Data excerpts Start Marker

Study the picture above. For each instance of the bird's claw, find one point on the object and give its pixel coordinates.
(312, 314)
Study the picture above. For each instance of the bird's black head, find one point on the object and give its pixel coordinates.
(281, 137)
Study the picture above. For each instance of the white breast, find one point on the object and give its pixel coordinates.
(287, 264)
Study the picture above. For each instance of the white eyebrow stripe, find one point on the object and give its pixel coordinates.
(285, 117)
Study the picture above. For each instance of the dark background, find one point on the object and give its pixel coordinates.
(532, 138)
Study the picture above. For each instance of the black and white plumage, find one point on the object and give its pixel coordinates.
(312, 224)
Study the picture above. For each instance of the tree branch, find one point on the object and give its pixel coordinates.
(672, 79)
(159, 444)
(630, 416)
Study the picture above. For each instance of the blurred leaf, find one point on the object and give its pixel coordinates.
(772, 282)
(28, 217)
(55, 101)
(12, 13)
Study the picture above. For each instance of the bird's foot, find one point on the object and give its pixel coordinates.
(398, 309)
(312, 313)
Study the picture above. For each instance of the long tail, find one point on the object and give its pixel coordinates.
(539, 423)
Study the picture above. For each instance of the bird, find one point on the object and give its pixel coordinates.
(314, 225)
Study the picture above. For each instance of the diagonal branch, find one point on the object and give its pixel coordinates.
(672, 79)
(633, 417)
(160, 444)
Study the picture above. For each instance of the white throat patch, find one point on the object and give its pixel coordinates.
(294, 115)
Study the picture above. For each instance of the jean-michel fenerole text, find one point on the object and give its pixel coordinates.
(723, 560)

Data excerpts End Marker
Data excerpts Start Marker

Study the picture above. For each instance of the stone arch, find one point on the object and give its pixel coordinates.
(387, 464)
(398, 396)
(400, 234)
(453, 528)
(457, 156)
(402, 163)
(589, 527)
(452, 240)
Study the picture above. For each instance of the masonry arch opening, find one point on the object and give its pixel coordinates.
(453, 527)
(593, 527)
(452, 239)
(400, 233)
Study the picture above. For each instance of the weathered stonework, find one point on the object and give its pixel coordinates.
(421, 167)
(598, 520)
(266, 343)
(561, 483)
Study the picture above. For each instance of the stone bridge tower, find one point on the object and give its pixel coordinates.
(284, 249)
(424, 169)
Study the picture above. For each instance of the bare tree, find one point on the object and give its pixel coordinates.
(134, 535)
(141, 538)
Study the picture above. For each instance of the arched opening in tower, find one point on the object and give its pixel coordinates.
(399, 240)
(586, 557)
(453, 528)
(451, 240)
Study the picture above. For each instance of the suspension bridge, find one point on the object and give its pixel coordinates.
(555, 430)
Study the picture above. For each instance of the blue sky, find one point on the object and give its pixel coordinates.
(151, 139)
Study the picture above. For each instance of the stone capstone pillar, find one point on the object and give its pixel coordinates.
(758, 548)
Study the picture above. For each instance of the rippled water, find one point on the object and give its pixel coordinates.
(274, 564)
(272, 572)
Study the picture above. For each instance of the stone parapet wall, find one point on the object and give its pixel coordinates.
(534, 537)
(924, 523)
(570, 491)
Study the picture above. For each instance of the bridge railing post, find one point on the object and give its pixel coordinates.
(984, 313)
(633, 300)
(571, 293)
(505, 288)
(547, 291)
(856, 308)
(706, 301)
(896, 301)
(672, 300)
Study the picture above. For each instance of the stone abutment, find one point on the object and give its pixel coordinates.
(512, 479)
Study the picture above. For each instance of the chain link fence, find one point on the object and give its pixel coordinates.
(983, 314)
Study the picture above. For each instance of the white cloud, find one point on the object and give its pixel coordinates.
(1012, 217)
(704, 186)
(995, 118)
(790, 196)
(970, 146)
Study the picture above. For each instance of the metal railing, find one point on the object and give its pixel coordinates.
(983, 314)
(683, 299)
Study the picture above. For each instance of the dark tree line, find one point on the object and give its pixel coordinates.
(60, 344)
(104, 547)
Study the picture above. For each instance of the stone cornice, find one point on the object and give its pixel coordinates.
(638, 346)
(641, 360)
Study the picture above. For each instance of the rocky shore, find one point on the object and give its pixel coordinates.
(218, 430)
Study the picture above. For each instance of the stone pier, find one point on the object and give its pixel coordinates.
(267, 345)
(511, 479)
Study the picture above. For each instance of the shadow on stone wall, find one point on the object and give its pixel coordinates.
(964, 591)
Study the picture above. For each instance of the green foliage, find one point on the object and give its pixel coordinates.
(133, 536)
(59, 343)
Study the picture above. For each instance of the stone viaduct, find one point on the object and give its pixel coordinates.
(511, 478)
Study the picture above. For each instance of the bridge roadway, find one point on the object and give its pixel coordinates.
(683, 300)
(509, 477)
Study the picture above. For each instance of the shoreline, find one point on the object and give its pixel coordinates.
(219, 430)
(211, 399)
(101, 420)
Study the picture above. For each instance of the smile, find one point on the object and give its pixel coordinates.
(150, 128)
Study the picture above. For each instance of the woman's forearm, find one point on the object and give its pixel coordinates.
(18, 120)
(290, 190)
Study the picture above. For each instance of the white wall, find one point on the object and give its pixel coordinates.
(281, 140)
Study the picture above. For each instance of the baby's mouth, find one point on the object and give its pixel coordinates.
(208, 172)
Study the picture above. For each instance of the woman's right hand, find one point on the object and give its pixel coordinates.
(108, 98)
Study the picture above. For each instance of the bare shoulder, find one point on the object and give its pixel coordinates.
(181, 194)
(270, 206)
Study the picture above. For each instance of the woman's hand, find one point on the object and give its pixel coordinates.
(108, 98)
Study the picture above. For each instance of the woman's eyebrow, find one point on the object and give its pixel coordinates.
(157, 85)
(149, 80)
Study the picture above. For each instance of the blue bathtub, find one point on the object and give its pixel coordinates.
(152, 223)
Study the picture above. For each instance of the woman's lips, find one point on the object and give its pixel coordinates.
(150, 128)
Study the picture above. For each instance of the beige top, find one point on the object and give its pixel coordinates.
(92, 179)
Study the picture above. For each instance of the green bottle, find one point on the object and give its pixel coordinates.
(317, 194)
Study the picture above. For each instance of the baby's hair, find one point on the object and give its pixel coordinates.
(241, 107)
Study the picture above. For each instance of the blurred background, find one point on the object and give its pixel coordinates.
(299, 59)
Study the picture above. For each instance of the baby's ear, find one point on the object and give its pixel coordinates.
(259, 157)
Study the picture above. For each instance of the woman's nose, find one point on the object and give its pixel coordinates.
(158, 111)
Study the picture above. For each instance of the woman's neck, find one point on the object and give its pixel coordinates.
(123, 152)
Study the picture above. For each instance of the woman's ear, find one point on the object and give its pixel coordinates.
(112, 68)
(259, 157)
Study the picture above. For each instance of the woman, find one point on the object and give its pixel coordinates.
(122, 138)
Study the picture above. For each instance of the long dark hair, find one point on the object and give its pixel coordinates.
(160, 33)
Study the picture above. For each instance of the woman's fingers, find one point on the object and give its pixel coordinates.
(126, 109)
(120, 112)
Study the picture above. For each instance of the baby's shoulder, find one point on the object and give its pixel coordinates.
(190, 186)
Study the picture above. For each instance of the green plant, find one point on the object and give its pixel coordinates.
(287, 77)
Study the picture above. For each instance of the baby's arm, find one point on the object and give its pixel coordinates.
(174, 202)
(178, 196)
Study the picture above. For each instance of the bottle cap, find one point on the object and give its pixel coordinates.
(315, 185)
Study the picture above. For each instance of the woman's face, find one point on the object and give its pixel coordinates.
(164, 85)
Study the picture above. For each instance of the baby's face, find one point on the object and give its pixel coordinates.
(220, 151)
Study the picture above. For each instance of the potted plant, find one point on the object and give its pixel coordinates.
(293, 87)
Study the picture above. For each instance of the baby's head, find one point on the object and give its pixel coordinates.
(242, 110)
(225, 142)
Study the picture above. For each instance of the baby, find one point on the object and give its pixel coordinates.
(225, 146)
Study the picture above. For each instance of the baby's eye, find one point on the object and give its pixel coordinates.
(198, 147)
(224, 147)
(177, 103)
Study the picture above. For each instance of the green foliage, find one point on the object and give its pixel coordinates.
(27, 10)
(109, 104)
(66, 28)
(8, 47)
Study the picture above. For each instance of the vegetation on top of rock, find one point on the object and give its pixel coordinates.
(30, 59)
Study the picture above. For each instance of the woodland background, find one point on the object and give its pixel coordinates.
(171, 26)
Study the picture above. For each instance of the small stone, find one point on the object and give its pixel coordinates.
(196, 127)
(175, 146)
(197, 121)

Data excerpts End Marker
Data excerpts Start Marker

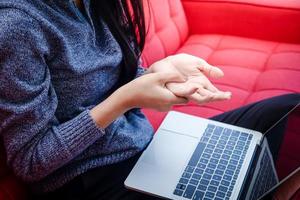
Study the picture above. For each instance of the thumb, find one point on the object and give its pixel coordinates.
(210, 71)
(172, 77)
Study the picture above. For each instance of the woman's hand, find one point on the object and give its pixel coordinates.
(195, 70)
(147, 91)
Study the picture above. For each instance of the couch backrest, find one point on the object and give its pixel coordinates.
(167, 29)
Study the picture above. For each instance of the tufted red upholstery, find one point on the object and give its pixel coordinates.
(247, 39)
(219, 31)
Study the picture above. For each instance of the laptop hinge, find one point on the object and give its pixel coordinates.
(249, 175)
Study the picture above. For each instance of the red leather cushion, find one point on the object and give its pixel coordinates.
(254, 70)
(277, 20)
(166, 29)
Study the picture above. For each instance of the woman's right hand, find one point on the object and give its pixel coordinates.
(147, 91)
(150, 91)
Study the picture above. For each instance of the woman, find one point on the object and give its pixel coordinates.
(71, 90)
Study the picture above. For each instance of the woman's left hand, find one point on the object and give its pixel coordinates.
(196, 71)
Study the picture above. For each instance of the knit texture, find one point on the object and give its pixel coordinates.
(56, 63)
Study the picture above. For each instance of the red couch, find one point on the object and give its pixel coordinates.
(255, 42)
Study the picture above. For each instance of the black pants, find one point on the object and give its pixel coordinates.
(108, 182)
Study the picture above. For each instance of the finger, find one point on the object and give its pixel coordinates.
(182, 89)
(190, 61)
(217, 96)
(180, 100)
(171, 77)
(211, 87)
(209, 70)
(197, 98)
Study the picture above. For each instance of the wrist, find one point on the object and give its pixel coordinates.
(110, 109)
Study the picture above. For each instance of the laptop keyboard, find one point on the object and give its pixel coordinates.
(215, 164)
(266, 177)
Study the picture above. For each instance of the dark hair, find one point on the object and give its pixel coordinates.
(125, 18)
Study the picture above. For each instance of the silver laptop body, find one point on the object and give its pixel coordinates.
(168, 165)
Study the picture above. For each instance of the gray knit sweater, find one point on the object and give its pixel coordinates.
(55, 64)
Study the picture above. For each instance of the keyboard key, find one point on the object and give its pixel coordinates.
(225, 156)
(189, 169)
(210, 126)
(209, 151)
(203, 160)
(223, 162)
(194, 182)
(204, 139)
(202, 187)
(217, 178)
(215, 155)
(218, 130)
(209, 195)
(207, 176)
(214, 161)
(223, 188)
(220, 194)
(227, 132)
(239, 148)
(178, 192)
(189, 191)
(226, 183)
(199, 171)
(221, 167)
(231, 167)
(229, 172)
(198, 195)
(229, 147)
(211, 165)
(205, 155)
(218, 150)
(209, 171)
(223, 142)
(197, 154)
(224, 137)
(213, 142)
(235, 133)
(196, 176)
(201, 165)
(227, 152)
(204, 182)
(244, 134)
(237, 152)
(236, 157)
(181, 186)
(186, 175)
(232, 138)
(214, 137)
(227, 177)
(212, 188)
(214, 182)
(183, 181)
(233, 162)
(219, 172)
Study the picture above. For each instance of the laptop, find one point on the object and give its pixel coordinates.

Data excerpts End Marker

# Description of the task
Write out, from the lines above, only those from the line with "Study the picture above. For each instance of the silver" to the line with "Study the picture above. For each instance of the laptop, find", exactly as given, including the first and the last.

# Solution below
Study the picture above. For each instance of the silver laptop body, find one point on the object and give its pixel coordinates.
(168, 165)
Study the picture above. For each instance of the gray knit sweater, find one point on the object and give its pixel coordinates.
(55, 64)
Study the picture above. For each instance of the keyboard key, find one point on the object and give its pixel coordinates.
(225, 156)
(189, 169)
(210, 126)
(209, 151)
(203, 160)
(223, 162)
(194, 182)
(204, 139)
(202, 187)
(217, 178)
(215, 155)
(218, 130)
(209, 195)
(207, 176)
(214, 161)
(223, 188)
(220, 194)
(227, 132)
(239, 148)
(178, 192)
(189, 191)
(226, 183)
(199, 171)
(221, 167)
(231, 167)
(229, 172)
(198, 195)
(229, 147)
(211, 165)
(205, 155)
(218, 150)
(209, 171)
(223, 142)
(197, 154)
(224, 137)
(213, 142)
(235, 133)
(196, 176)
(201, 165)
(227, 152)
(204, 182)
(244, 134)
(237, 152)
(236, 157)
(181, 186)
(186, 175)
(232, 138)
(214, 137)
(227, 177)
(212, 188)
(214, 182)
(183, 181)
(233, 162)
(219, 172)
Study the picture above. For each instance of the laptop, find one point on the object and give its pixel coordinates.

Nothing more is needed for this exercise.